Source document:
=== Section Start ===

Last month was the hottest June ever recorded. The records continued to be broken early this month as the average global temperature surged to its highest ever level. Brutal heat waves are now blazing in North America, Europe, and some regions of Asia, and with El Niño warming once again in the Pacific, experts say 2023 could become the hottest year the world has ever seen.
Whether or not the dire milestone is reached remains to be seen‚ but the catastrophic consequences of a rapidly warming planet are already painfully evident.
As of Monday, record monsoon rains in South Korea over the weekend led to at least 40 deaths as the downpours triggered landslides and flooding around the country. In one particularly chilling case, at least 13 people died in the central city of Cheongju as over a dozen vehicles became trapped as floodwater poured into an underpass.

=== Section End ===

Brief 1:
Copy word for word the part of the passage on record heat that begins with the words containing "Whether or not" and ends with "into an underpass.".
Brief 2:
Summarize the passage on record heat in two sentences.
Brief 3:
Write the next part of the passage on record heat, starting after its final sentence.
The material that comes next is drawn from a separate source.

Data listing:
=== Section Start ===

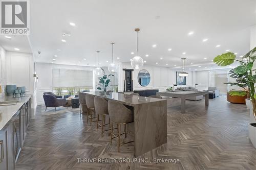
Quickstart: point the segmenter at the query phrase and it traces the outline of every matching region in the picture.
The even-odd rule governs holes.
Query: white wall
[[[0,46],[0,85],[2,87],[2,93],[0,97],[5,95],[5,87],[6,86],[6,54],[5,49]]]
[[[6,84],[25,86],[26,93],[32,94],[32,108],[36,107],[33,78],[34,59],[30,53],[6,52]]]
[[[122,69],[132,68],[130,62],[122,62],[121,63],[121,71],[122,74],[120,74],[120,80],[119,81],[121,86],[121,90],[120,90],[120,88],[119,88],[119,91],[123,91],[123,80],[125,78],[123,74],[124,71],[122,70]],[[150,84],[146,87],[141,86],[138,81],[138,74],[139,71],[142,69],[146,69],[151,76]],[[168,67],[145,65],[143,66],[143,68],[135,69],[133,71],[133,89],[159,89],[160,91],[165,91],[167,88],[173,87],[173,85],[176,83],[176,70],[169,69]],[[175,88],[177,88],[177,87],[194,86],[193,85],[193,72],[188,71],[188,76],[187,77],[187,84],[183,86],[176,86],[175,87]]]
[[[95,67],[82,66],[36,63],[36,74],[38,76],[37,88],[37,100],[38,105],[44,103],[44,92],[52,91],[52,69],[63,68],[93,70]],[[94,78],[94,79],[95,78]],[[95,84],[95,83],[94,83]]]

=== Section End ===
=== Section Start ===

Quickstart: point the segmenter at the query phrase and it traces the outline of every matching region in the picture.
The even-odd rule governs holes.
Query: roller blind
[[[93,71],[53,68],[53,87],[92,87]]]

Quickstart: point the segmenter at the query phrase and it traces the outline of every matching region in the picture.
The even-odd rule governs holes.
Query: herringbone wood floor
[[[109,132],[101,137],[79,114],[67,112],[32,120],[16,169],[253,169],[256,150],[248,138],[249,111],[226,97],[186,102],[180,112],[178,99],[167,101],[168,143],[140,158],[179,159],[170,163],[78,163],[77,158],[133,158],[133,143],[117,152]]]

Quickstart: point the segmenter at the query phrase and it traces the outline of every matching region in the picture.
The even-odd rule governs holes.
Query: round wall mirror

=== Section End ===

Response box 1:
Whether or not the dire milestone is reached remains to be seen‚ but the catastrophic consequences of a rapidly warming planet are already painfully evident.
As of Monday, record monsoon rains in South Korea over the weekend led to at least 40 deaths as the downpours triggered landslides and flooding around the country. In one particularly chilling case, at least 13 people died in the central city of Cheongju as over a dozen vehicles became trapped as floodwater poured into an underpass.

Response box 2:
Last month was the hottest June on record, and the global average temperature reached its highest level ever early this month. Experts say 2023 could become the hottest year, and the consequences of warming are already evident: record monsoon rains in South Korea caused landslides and flooding that killed at least 40 people, including at least 13 in a flooded underpass in Cheongju.

Response box 3:
Drivers must have realized their fate as thousands of gallons of water from a burst riverbank gushed into the tunnel. The death toll is expected to rise with emergency crews still working on Monday to drain the 2,200-foot underpass as divers were sent into the water to retrieve the bodies of victims. At least nine survivors have been pulled from the water as worried relatives gathered at a local hospital for updates on their missing loved ones.
“I have no hope but I can’t leave,” the parent of one of the people missing in the tunnel told the Yonhap news agency. “My heart wrenches thinking how painful it must have been for my son in the cold water.”
The downpours have also brought devastation to other parts of the country. At least 19 people died and eight were missing in the central North Gyeongsang region as landslides engulfed houses. Thousands of others were evacuated on Saturday in areas near the Goesan Dam as it started to overflow for the first time in 43 years in North Chungcheong.
Both North Chungcheong and North Gyeongsang recorded more rainfall in the last three days than the average of the entire monsoon month, which typically starts in June and ends in August.
South Korean President Yoon Suk Yeol was unambiguous about the causes of the crisis. “This kind of extreme weather event will become commonplace—we must accept climate change is happening, and deal with it,” he said at an emergency meeting Monday.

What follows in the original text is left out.